* _Exercise brief_
Print the lines below word for word, leaving out the pictures.

[Start Material for the task]

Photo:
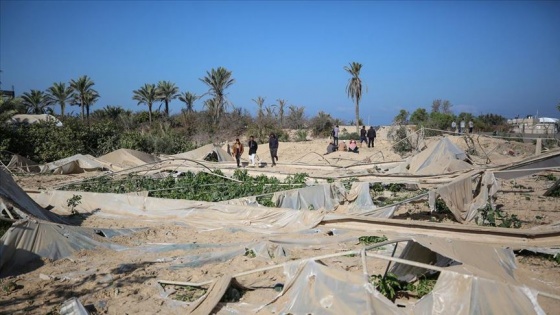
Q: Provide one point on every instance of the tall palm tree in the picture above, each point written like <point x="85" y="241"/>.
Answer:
<point x="167" y="91"/>
<point x="189" y="98"/>
<point x="34" y="101"/>
<point x="147" y="95"/>
<point x="260" y="102"/>
<point x="59" y="94"/>
<point x="281" y="104"/>
<point x="89" y="99"/>
<point x="81" y="88"/>
<point x="218" y="80"/>
<point x="212" y="107"/>
<point x="10" y="107"/>
<point x="354" y="88"/>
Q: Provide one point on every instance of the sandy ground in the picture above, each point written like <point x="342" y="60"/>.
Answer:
<point x="125" y="281"/>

[End Material for the task]

* _Output for this exercise_
Photo:
Q: Provide one point on every instance of the tall palm tree in the picture above, each point written like <point x="85" y="241"/>.
Answer:
<point x="167" y="91"/>
<point x="189" y="98"/>
<point x="34" y="101"/>
<point x="147" y="95"/>
<point x="260" y="102"/>
<point x="59" y="94"/>
<point x="281" y="104"/>
<point x="89" y="99"/>
<point x="81" y="88"/>
<point x="218" y="80"/>
<point x="212" y="107"/>
<point x="10" y="107"/>
<point x="354" y="88"/>
Q: Provide one point on every instance of the sandy ground in the picture above, each point written like <point x="342" y="60"/>.
Answer:
<point x="125" y="281"/>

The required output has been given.